=== Records ===

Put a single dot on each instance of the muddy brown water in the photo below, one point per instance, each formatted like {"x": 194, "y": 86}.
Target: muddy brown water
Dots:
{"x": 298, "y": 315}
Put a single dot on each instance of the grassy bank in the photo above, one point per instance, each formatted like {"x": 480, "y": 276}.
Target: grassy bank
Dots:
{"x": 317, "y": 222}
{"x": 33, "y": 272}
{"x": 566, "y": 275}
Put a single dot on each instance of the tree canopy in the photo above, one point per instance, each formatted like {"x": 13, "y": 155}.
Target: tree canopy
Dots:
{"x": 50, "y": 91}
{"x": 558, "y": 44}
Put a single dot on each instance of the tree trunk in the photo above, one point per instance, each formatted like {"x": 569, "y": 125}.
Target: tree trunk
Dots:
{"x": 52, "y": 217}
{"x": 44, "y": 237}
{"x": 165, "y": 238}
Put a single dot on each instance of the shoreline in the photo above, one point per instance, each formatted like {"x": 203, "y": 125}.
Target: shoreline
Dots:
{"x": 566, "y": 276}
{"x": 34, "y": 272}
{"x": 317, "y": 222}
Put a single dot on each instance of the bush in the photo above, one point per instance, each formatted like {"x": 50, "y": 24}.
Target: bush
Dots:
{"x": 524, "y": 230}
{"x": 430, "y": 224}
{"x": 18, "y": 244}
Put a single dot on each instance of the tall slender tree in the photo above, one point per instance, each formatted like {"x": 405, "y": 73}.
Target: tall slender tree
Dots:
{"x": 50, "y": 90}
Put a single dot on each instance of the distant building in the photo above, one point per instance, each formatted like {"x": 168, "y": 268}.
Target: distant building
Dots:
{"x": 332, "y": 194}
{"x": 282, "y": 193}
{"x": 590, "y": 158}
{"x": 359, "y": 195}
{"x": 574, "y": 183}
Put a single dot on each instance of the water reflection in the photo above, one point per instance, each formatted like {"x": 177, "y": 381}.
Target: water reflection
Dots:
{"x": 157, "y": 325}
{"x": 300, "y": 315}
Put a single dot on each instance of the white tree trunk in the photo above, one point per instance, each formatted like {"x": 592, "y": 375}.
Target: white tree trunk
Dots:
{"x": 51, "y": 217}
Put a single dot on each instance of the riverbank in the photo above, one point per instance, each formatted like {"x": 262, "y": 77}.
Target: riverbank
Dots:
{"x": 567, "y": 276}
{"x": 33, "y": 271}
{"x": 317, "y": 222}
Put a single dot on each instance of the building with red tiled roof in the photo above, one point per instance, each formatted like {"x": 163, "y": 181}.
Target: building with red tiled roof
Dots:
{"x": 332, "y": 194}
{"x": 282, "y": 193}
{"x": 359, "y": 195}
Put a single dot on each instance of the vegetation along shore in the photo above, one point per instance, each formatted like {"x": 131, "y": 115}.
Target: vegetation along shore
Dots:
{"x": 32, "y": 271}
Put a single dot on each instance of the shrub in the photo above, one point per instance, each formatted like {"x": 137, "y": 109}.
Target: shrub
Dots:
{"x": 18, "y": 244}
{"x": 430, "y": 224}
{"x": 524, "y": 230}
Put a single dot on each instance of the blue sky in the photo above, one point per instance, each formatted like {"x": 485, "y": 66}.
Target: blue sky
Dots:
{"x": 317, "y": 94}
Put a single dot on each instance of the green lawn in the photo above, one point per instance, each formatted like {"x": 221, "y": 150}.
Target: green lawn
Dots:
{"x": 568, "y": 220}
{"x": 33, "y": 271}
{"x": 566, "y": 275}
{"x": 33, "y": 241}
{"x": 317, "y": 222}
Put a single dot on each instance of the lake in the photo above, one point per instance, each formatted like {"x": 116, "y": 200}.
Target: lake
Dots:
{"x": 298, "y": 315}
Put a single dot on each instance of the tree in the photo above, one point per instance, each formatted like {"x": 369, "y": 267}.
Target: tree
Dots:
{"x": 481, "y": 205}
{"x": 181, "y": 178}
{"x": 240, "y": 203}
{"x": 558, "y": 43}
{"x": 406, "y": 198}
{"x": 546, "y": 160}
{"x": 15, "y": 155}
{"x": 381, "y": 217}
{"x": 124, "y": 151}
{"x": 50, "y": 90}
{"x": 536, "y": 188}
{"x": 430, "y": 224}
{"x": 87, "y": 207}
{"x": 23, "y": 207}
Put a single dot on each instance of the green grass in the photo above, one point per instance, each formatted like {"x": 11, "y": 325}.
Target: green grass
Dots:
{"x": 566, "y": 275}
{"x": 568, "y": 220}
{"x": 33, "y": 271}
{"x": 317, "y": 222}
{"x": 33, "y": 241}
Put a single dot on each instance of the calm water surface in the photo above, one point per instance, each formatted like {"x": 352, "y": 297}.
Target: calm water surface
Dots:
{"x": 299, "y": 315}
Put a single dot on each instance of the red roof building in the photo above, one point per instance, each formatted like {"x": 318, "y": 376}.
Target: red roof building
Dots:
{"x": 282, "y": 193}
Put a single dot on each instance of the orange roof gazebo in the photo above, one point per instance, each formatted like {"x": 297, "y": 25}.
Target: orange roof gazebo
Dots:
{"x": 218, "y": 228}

===

Extract the complete listing above, reproducing each line exactly.

Put a single dot on each instance of the muddy brown water in the photo below, one point per instance, each formatted like {"x": 194, "y": 86}.
Target: muddy brown water
Dots:
{"x": 298, "y": 315}
Put a single dot on each instance of the grassy bank in the photo above, one point per instance, each formatted like {"x": 480, "y": 276}.
Target: grassy bank
Dots:
{"x": 317, "y": 222}
{"x": 33, "y": 272}
{"x": 566, "y": 275}
Put a single dot on each instance of the tree canopy in the photo above, one point per instance, each formatted like {"x": 13, "y": 155}.
Target: tree canopy
Dots:
{"x": 50, "y": 91}
{"x": 558, "y": 44}
Put a single dot on each instance of the tree trunk in the photo above, one point per instance, each formatted like {"x": 569, "y": 125}.
Target: tree trunk
Dots:
{"x": 52, "y": 217}
{"x": 44, "y": 237}
{"x": 165, "y": 238}
Put a single dot on each instance of the shoreline in the photo above, one point per instance, each formatted like {"x": 203, "y": 125}.
Target: shoreline
Dots:
{"x": 566, "y": 276}
{"x": 34, "y": 272}
{"x": 317, "y": 222}
Put a single dot on each instance of the bush in the photo above, one point per instance, each formatted like {"x": 50, "y": 24}.
Target: bush
Dots:
{"x": 524, "y": 230}
{"x": 430, "y": 224}
{"x": 18, "y": 244}
Put a single dot on each instance of the tall slender tree in the photo above, one point per instance, each formatted like {"x": 405, "y": 73}.
Target: tall slender tree
Dots:
{"x": 50, "y": 90}
Put a single dot on each instance of the distant building in the photo above, one point per instance, each formatted like {"x": 168, "y": 268}.
Target: distant building
Dots:
{"x": 332, "y": 194}
{"x": 282, "y": 193}
{"x": 590, "y": 158}
{"x": 359, "y": 195}
{"x": 574, "y": 183}
Put a single dot on each instance of the water reflection in the photo above, one point per instance, each formatted like {"x": 177, "y": 381}.
Target: water reflection
Dots:
{"x": 157, "y": 325}
{"x": 300, "y": 315}
Put a single dot on each instance of the white tree trunk in the photo above, one point per instance, each formatted like {"x": 592, "y": 375}.
Target: white tree trunk
Dots:
{"x": 51, "y": 217}
Put a single dot on each instance of the riverbank in the photo above, one point per instance, each formatted like {"x": 262, "y": 77}.
Target: riverbank
Dots:
{"x": 567, "y": 276}
{"x": 33, "y": 271}
{"x": 317, "y": 222}
Put a single dot on each instance of the building with red tiled roof in the photo above, one point per instance, each formatted like {"x": 163, "y": 181}.
Target: building with red tiled roof
Dots:
{"x": 332, "y": 194}
{"x": 282, "y": 193}
{"x": 359, "y": 195}
Put a single dot on each instance of the vegetation along shore in the photo above, one point per instance, each formatted like {"x": 131, "y": 115}.
Target: vegetation along shore
Dots:
{"x": 32, "y": 271}
Put a single dot on each instance of the shrub in the photo above, one point per instance, each formatted like {"x": 137, "y": 109}.
Target: shrub
Dots:
{"x": 18, "y": 244}
{"x": 430, "y": 224}
{"x": 524, "y": 230}
Put a single dot on each instance of the blue sky in the photo above, one point per instance, each formatted like {"x": 485, "y": 66}.
Target: blue sky
Dots:
{"x": 317, "y": 94}
Put a single dot on each instance of the green lawn in the photo above, one point per instance, each formatted like {"x": 221, "y": 150}.
Target: green lawn
Dots:
{"x": 568, "y": 220}
{"x": 33, "y": 271}
{"x": 566, "y": 275}
{"x": 33, "y": 241}
{"x": 317, "y": 222}
Put a single dot on each instance of the lake in the photo above, one point per instance, each formatted like {"x": 116, "y": 200}.
Target: lake
Dots:
{"x": 298, "y": 315}
Put a single dot on each instance of the tree in the photo above, one point per instance, each formatted like {"x": 369, "y": 267}.
Target: tree
Dots:
{"x": 481, "y": 205}
{"x": 181, "y": 178}
{"x": 240, "y": 203}
{"x": 558, "y": 43}
{"x": 406, "y": 198}
{"x": 546, "y": 160}
{"x": 15, "y": 155}
{"x": 381, "y": 217}
{"x": 124, "y": 151}
{"x": 50, "y": 90}
{"x": 536, "y": 188}
{"x": 430, "y": 224}
{"x": 87, "y": 207}
{"x": 23, "y": 207}
Put a single dot on each instance of the green grass in the photo above, one point per instance, each formatted like {"x": 11, "y": 325}.
Target: green grass
Dots:
{"x": 566, "y": 275}
{"x": 568, "y": 220}
{"x": 33, "y": 271}
{"x": 317, "y": 222}
{"x": 33, "y": 241}
Put a single dot on each instance of the calm water surface in the photo above, one point per instance, each formatted like {"x": 352, "y": 297}.
Target: calm water surface
Dots:
{"x": 299, "y": 315}
Put a single dot on each instance of the red roof building in the photo above, one point per instance, each formatted like {"x": 318, "y": 376}.
Target: red roof building
Dots:
{"x": 282, "y": 193}
Put a single dot on each instance of the orange roof gazebo in the photo above, one point per instance, each formatted like {"x": 297, "y": 25}.
Target: orange roof gazebo
Dots:
{"x": 218, "y": 228}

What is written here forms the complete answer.